Task goal: I'd like the entries repeated exactly, pictures omitted.

⟨

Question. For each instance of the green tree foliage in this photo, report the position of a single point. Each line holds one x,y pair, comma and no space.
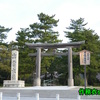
77,32
43,31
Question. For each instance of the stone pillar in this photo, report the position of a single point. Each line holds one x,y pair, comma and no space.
38,68
14,82
14,65
70,68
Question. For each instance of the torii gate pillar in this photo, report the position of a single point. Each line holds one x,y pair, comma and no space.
70,68
37,81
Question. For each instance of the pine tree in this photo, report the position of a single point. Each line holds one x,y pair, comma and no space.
77,32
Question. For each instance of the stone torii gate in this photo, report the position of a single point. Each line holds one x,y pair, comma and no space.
54,46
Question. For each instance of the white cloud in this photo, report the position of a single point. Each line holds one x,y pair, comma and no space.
20,13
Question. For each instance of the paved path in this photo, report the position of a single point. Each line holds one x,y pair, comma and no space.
45,93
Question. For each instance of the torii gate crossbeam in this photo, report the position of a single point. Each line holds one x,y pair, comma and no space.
55,45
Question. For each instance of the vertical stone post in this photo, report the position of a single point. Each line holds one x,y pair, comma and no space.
38,68
14,65
70,68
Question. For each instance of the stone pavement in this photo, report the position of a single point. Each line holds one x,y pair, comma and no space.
45,93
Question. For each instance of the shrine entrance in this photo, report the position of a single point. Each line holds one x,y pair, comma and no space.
38,55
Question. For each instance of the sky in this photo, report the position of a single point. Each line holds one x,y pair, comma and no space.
18,14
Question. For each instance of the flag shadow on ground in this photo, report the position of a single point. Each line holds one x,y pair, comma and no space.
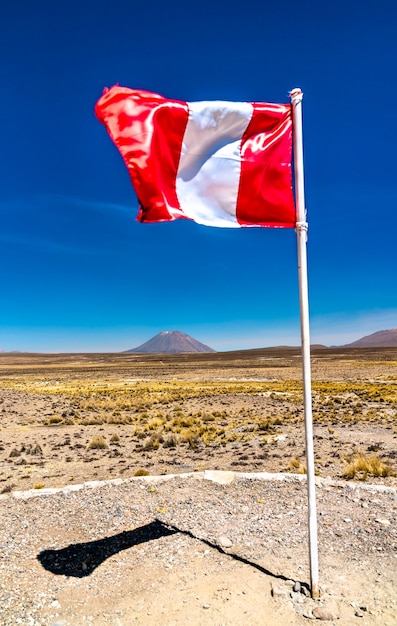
81,559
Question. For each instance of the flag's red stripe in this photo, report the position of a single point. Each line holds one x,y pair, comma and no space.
265,195
148,130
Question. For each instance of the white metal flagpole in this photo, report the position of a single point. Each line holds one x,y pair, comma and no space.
301,230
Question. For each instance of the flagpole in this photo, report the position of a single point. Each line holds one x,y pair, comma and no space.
301,231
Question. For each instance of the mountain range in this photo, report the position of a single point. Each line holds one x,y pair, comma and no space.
380,339
176,342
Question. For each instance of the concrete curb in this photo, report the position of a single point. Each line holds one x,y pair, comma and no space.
217,476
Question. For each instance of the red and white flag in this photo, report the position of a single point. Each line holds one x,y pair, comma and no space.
218,163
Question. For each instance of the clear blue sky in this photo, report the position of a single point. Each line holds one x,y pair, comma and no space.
79,273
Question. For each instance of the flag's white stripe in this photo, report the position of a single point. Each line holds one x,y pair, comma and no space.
209,169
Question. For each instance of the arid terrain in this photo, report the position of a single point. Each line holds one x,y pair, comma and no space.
69,419
72,418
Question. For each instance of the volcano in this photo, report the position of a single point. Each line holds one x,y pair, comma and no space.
171,342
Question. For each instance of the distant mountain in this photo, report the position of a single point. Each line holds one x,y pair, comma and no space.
171,342
380,339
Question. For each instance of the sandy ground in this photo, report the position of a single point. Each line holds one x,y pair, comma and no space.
188,576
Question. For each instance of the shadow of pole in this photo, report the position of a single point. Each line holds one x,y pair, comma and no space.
81,559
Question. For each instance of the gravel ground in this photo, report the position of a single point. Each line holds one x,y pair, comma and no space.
209,548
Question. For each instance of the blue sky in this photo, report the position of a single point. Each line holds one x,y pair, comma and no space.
79,273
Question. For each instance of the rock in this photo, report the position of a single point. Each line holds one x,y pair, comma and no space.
279,591
319,612
224,541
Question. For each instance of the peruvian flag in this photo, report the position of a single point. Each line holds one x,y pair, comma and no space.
218,163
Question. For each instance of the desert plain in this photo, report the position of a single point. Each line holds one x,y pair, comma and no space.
175,524
71,418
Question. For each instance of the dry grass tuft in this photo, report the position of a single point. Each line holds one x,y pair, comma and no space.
141,472
97,443
296,466
360,466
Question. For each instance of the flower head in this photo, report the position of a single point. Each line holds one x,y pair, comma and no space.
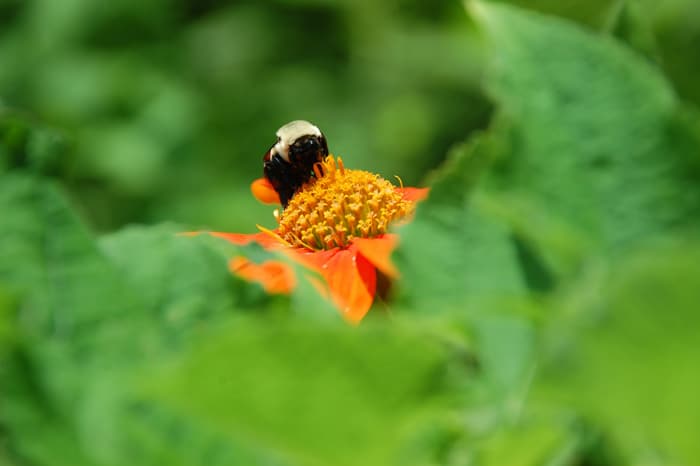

⟩

Result of the task:
Question. For each instance of the green tree foliage in this photo, report the position of a single point. Each line holds one x,y pair, comma and no space.
77,32
43,31
Question. For each instance of the stone pillar in this photo, report the position of a single point. Each line holds one x,y pair, comma and no space.
38,68
14,82
14,65
70,68
Question. For each instance of the torii gate pillar in this photo, report the position of a single point. Each line holds one x,y pair, comma and no space.
70,68
37,81
Question. For each instance of the pine tree in this photo, report the position of a single point. Each line holds one x,y pair, comma and no space.
77,32
Question. For each instance of the stone torii gate in this photo, report the position of a single point. Each line holds one x,y pair, comma and no space.
54,46
Question. For each instance of the white cloud in this photo, report the position of a single point. Each line holds one x,y pair, comma and no space.
20,13
Question. For each instance of the paved path in this photo, report the position of a single point. Each line holds one x,y pair, comma and no space.
45,93
Question. For each instance of the torii gate crossbeam in this photo, report the position of a single point. Each line holds one x,y pair, comma and no space.
55,45
Question. For each instance of the vertical stone post in this photo, report the position of a single point. Each line holds one x,y pair, comma and no space.
38,68
14,65
70,68
Question. For each instance of the stone pavement in this photo, report the position of a single point. Each line holds one x,y pair, comma and no space.
45,93
Question. For each instance of the shrine entrance in this photo, report the position of a single point. Each line holds one x,y pair, comma and no space.
38,55
Question. For each instance of the sky in this photo, report the position of a single point. Each line holds one x,y pair, comma and no space.
18,14
Question. For each instance of the flag shadow on ground in this photo, report the position of a single point. Each line holds one x,y pair, comma and no space.
81,559
Question. For each instance of the flag's red stripe in this photo, report the position of a single point. Each line holds one x,y pair, comma and no space.
265,195
148,130
Question. For each instance of the white metal flagpole in this photo, report the position of a single point. Each line holds one x,y pair, comma and no space.
301,230
Question. For each instance of the flagpole in this photo, report the position of a single point. Each line holds one x,y pair, comma and no space.
301,231
Question. For each instance of the mountain range in this photo, report the position of a single point. Each line holds one x,y pair, comma and no space.
380,339
176,342
Question. For each instance of the concrete curb in this photo, report the position of a single point. Each line holds one x,y pair, comma and no space.
217,476
Question. For each instance of the red and white flag in this photo, report the position of a single point. Each line holds one x,y pair, comma and no space.
218,163
Question. For each instance of the clear blue sky in this photo, report the position of a single point. Each line holds one x,y pair, comma and no space.
79,273
Question. For each instance of the flag's white stripe in this photo, report the position of a single point. Each line holds one x,y pair, comma and no space.
209,169
Question. For each instance of the arid terrain in this photo, report the position of a single point. Each line holds one x,y pair, comma and no space.
69,419
72,418
Question. For each instance of the volcano in this photo, report the position of a single point. Each line holds one x,y pair, comma and no space.
171,342
Question. For each instance of the distant mountain in this photo, report the position of a single point. Each line holds one x,y pair, comma and no space.
171,342
380,339
Question. For each instance of the sandy ground in this photo, report the position of a single point. Each line holds one x,y pair, comma and no space.
188,576
Question. For each instance of the shadow of pole in this photo, report the position of a single point. Each line holds one x,y pair, comma and no space.
81,559
Question. For each instance of the gravel ground in this photo, report the position of a single point. Each line holds one x,y pair, comma and no space.
209,548
Question. For each instance of the blue sky in this photo, report the position of a single point. Each line holds one x,y pair, comma and no space.
79,273
Question. For each instance of the rock in this photo, report the position of a single point. Each line holds one x,y pair, comma and no space.
279,591
319,612
224,541
Question. For each instance of the peruvian flag in this photo, report the position of a single point. Each line holds one x,y pair, comma and no space.
218,163
Question. For each instance of the desert plain in this photo, report the position of a single point. Each line holds one x,y pair, comma and no space.
175,524
71,418
Question. For each instance of the dry grass tuft in this photo, report the position of a single point. Each line holds one x,y pair, comma and no space.
141,472
97,443
296,466
360,466
Question. For each instance of the flower head in this photo, report the position of a single point. Each line holds one x,y pair, comma and no space.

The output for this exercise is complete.